---- Excerpt to read

How to Accept an Invitation to Dinner

How to Accept an Invitation to Dinner

So, you've received an invitation to dinner. Now is the time to mark the date on your calendar and start considering your babysitting options if you have little ones who aren't invited. You'll also want to consider your outfit options based on whether it's a formal or casual event. You may even start salivating at the thought of the deliciousness you’re going to encounter at the dinner and put a reminder in your calendar to skip lunch that day to leave more room. That’s pretty much all you need to worry about, right? Wrong. Your first step should be to respond to the invitation in a timely manner.

1 Do You Always Need To Respond?

Check if your invitation includes the phrase R.S.V.P. somewhere towards the end. This is an abbreviation for the French répondez s'il vous plaît, which translates to "please respond." If the hosts included this phrase in the invitation, they expect you to let them know whether or not you'll be attending.

If what you see is “R.S.V.P., regrets only,” reply only in the case that you can't attend. If you do nothing, it's assumed that you'll be attending.

But, what if the invitation doesn't include any instructions regarding a response? Use your judgement. If it looks like an impersonal invitation that the Department of Computer Science sent to all 200 incoming undergraduate students and it doesn’t look like your absence will even be noticed or no details are provided as to how to respond, then you can skip that step. But, in most cases, your response will be expected.

2 How to Respond

The general rule is to respond in the same way, manner and tone that's used in the invitation. If the invitation is very formal – like an invitation from your new and very important boss – respond in the same way.

--------

**Requirements**
Copy the stretch of the dinner invitation text from "2 How to Respond" through "the same way." word for word. The lines that come next can be left aside.

---- Data supplied

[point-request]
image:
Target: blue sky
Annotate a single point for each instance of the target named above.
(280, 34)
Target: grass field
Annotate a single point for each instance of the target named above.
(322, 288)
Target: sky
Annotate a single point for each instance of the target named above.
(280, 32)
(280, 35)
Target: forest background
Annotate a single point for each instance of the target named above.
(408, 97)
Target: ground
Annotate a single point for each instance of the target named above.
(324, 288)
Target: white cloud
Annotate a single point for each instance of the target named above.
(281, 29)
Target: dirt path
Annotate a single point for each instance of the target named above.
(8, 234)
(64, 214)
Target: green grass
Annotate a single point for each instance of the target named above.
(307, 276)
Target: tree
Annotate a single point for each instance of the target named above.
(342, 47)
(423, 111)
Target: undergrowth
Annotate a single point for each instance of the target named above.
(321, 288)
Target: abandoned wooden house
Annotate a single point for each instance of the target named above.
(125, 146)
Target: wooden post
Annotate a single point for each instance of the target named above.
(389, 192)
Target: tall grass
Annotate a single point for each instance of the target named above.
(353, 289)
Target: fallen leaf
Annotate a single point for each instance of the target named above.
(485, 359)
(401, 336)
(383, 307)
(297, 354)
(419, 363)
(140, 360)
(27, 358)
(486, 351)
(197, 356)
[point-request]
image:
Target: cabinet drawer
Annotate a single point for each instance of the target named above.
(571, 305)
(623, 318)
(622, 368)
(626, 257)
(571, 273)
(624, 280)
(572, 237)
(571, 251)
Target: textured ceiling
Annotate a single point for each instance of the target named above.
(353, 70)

--------
---- Data supplied

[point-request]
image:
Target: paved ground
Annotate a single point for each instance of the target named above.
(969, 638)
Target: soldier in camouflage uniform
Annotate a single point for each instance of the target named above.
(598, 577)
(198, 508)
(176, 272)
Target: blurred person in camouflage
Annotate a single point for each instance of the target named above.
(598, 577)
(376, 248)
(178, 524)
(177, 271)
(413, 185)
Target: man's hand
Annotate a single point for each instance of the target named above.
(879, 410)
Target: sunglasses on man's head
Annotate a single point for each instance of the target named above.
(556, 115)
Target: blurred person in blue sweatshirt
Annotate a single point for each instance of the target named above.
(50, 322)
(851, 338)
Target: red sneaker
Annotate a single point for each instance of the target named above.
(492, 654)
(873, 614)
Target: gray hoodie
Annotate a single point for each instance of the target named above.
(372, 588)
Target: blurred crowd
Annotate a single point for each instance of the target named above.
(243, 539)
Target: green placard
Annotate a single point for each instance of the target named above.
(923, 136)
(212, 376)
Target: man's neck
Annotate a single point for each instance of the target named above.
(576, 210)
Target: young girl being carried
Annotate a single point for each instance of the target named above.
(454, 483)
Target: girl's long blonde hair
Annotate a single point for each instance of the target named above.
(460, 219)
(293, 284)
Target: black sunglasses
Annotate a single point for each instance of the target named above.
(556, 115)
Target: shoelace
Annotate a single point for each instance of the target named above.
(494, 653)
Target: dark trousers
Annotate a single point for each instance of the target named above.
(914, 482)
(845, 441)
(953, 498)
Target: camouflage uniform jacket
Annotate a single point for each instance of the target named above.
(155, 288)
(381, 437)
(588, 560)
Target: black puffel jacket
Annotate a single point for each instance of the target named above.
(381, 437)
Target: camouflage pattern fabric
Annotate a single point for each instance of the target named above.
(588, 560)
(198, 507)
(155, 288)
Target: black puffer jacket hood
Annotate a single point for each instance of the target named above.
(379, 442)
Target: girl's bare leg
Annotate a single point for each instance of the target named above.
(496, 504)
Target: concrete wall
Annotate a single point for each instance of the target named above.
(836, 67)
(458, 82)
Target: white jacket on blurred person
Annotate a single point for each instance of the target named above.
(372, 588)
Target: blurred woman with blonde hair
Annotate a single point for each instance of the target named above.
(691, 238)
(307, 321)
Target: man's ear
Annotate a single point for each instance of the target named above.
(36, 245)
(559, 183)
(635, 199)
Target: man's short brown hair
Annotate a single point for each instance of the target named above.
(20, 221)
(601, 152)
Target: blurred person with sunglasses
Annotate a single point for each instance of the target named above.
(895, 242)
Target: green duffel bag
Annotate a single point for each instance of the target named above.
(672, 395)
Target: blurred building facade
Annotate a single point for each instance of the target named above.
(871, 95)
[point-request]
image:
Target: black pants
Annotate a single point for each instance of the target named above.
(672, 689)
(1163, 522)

--------
---- Data supplied

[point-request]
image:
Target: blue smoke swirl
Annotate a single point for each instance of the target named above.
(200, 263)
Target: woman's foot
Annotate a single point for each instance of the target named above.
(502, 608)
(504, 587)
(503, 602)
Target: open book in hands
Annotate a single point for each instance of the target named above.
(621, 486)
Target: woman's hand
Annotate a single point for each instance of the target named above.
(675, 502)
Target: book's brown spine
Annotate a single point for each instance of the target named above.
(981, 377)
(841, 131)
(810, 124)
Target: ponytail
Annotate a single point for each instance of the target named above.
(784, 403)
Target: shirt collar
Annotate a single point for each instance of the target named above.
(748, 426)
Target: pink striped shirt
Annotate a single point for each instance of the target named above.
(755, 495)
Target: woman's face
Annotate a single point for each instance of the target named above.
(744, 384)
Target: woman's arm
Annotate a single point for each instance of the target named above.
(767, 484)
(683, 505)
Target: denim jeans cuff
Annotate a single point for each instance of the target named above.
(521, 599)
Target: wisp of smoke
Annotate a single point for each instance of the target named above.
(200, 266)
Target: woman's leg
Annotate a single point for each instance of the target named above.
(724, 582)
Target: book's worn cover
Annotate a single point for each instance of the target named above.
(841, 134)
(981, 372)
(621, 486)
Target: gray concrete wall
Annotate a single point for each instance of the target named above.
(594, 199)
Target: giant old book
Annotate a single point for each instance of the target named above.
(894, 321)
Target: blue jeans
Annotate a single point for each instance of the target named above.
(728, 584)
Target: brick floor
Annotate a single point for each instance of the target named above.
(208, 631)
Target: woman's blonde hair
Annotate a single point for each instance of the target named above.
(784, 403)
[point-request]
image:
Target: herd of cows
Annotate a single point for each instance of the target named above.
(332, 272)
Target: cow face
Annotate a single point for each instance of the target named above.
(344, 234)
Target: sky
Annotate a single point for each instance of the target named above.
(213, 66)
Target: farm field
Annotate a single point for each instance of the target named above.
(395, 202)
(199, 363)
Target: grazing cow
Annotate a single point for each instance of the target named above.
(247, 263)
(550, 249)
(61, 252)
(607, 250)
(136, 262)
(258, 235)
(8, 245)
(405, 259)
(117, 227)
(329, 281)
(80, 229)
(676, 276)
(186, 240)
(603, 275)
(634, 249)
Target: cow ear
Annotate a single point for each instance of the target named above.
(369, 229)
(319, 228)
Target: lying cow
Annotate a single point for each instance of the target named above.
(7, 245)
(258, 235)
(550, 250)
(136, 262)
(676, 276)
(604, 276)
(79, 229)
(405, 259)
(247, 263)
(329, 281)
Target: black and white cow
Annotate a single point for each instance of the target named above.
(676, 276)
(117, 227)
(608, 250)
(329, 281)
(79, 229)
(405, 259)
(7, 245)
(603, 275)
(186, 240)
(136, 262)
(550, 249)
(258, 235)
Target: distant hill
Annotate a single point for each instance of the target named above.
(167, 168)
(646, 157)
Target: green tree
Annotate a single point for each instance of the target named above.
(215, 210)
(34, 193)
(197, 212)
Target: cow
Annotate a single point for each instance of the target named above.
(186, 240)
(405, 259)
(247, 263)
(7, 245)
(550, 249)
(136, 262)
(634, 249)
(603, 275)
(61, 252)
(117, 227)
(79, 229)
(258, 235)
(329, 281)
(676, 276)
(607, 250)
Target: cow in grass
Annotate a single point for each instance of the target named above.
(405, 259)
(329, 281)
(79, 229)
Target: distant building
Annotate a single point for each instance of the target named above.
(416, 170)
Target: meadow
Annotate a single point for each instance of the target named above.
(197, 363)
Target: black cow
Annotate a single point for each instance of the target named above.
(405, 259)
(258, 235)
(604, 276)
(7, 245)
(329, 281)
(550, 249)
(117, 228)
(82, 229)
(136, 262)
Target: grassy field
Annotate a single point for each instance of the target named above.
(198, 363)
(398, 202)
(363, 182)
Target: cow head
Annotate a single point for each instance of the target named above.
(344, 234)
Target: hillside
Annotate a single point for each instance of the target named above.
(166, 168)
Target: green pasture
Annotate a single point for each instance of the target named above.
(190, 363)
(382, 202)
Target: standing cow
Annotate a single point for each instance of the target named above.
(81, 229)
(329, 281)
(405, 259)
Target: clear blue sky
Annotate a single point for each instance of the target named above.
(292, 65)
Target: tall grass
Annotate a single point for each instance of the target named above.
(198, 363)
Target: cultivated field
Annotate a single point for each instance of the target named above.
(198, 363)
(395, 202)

--------

**Complete output**
2 How to Respond

The general rule is to respond in the same way, manner and tone that's used in the invitation. If the invitation is very formal – like an invitation from your new and very important boss – respond in the same way.